- DIRECTIONS -
Copy out the lines starting with the one that contains "Where can the sidewalk" and going on through the end of the material, renaming "building window" to "house window" and leaving everything else unchanged.

- RECORDS PROVIDED -
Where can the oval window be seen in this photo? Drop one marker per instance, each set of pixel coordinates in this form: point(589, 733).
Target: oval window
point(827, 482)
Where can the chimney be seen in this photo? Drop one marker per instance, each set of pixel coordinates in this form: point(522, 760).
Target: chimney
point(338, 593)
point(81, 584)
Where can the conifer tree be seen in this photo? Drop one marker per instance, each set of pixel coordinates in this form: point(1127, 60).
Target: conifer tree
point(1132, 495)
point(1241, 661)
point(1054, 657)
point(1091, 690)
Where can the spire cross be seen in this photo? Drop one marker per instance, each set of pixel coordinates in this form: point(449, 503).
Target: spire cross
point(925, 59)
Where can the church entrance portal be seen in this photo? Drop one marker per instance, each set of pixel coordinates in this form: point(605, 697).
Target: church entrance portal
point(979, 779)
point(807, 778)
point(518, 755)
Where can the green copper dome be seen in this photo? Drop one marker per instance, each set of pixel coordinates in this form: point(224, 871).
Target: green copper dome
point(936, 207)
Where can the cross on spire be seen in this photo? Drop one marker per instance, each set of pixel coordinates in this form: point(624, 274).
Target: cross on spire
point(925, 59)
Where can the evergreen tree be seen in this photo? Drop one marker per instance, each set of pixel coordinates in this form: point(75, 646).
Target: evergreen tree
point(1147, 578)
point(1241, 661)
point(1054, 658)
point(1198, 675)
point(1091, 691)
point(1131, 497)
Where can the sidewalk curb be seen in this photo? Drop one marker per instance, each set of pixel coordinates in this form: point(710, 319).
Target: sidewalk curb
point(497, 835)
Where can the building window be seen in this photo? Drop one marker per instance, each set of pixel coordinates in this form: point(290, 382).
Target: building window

- TASK ANSWER -
Where can the sidewalk curb be seen in this photo? Drop one marker per instance, each set of pixel coordinates in this form: point(710, 319).
Target: sidewalk curb
point(497, 835)
Where can the house window be seen in this photo? Drop one marker per instance, each set of pixel coordinates in this form: point(290, 382).
Target: house window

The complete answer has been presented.